| Given task A |
From the blog post about laughing loudly in Philippine cinemas, quote the part that opens with the words containing "He stared back." and closes with "because you’re Asian.".
| Given task B |
In the blog post about laughing loudly in Philippine cinemas, what film did the writer watch two weeks earlier at the Power Plant mall?
| Given task C |
Carry on the blog post about laughing loudly in Philippine cinemas, starting right after its final sentence.

| Source document |
After being the 7,148,170th viewer of this trailer, I knew I was going to laugh sooo hard that I brought my entire gang of amorous laughers (that will be my brothers and sister-in-law who are not ashamed to laugh out loud) and chose a relatively new mall (the new Eastwood mall) so that we could laugh to our heart’s content.
I was so afraid that my “Power Plant movie experience” was going to have a sequel because I was discriminated by the elitist moviegoers in Rockwell for laughing so loud. You see, it’s very difficult to live in the Philippines when you don’t go with the norm. You will be looked down and be ostracized. In short, if you don’t go with the norm, you will be a victim of discrimination.
You have to follow certain rules like: In an elitist atmosphere, BAWAL ANG MALAKAS TUMAWA. HINDI KA SOSYAL KUNG MALAKAS KA TUMAWA. MAY MASAMANG MANGYAYARI SA IYO KUNG MALAKAS KANG TUMAWA.
Matthew Estabillo, a “YS” writer for Philippine Star would agree with me because he wrote a similar experience while watching the same film I watched two weeks ago in Power Plant mall.
Two weeks ago, I watched a very funny flick Hangover in the said mall’s cinema. It was very appalling because the movie was full of people watching yet I was the only one laughing so hard. The movie contained so may punchlines, I was laughing almost every five seconds.
Komedyante ako, e, masaya akong tao. Mababaw ang kaligayahan ko. The bad thing was that when the lights opened, everyone was looking at me like I was some kind of freak who was bothering their “serious viewing” of the film.
I looked back at everyone and said, “What? It’s a comedy. You’re supposed to laugh!”
What was worse was the Caucasian guy behind me kicked my chair three times every time I would laugh so hard. This pissed me off. To kick me once could be an accident. Caucasian men do have long legs, he was probably stretching. The second time was a harder kick but I thought, maybe he was just irritated with my loud laugh. But on the third time, he made me get up from my seat, turn to him, and point directly at his face.
I said: “Please stop kicking my chair. You did it thrice already. I’m warning you!”
He stared back. The “Burgos chic” wrapped around him like an accessory stared at me as well. (Burgos chics are dark, exotic Filipinas picked up by foreigners on Burgos Street near the Power Plant mall).
My 5’9″ tall husband aided me and joined the staring game, so did his six foot tall brother and my sister in law. Caucasian guy and Burgos chic were outnumbered. Add the fact that he’s in the Philippines! Ipa-deport ko kaya siya?
This was not the first time I stood up and defended myself from Caucasians who think that they are above you just because you’re Asian.

| Entries shown |

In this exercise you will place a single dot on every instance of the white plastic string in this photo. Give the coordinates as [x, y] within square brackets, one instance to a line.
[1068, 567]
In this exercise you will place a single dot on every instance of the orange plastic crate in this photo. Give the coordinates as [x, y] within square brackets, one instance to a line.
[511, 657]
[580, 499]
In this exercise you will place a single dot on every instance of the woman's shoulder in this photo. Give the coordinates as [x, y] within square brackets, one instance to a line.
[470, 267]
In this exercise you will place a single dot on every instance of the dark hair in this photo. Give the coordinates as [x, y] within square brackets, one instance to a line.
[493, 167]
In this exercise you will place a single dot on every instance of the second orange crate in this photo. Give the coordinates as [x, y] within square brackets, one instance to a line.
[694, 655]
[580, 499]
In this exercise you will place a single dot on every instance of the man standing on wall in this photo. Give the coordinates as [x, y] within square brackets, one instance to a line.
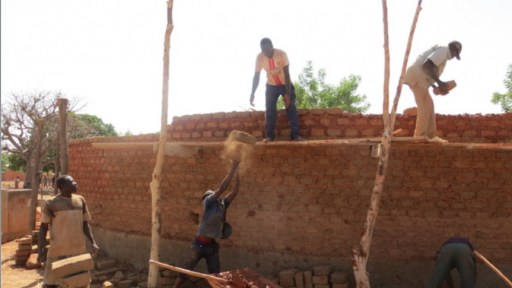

| Answer A |
He stared back. The “Burgos chic” wrapped around him like an accessory stared at me as well. (Burgos chics are dark, exotic Filipinas picked up by foreigners on Burgos Street near the Power Plant mall).
My 5’9″ tall husband aided me and joined the staring game, so did his six foot tall brother and my sister in law. Caucasian guy and Burgos chic were outnumbered. Add the fact that he’s in the Philippines! Ipa-deport ko kaya siya?
This was not the first time I stood up and defended myself from Caucasians who think that they are above you just because you’re Asian.

| Answer B |
Hangover

| Answer C |
My husband Emil, Tifanny (a friend), and I were leaving from our holiday in Malaga. We were in line to board the plane to Guangzhou, China, when suddenly an elderly posh French couple, who were both wearing white with matching hats, cut the line. Being schooled in U.P. (University of Pila), I usually don’t have the patience for people cutting lines and tell them to fall in line. But I was also brought up to respect elders. So, I gave the French seniors the benefit of cutting the line even if Mrs. Sosyal looked at me condescendingly from head to foot before rudely cutting in.
I could read her thought bubble, “I’m French, youre Asian. I can cut your line.” If she could only read my thought bubble, “Kung di ka lang matanda, di kita pasisingitin.”
To my amusement, she was in economy just like us and was seated directly behind me. Akala ko pa naman sa First class siya kung makabihis at makatingin sa akin, pweh. I was into deep sleep when the attendants began serving meals. Mrs. Sosyal probably wanted me to pull up my seat because her meal was being served, but being a bigot, Mrs. Sosyal slammed the back of my seat instead of asking me nicely.
She slammed it so hard I thought our plane crashed and I stood up from my deep slumber shouting, “Haaa!” Then I realized that the plane didn’t crash.
It was Mrs. Sosyal who crashed after my speech. I turned my back and pointed my finger in her face. “You! Apologize to me now or have your guts stabbed when you’re out in the streets of China. You don’t know who my parents are. Apologize!”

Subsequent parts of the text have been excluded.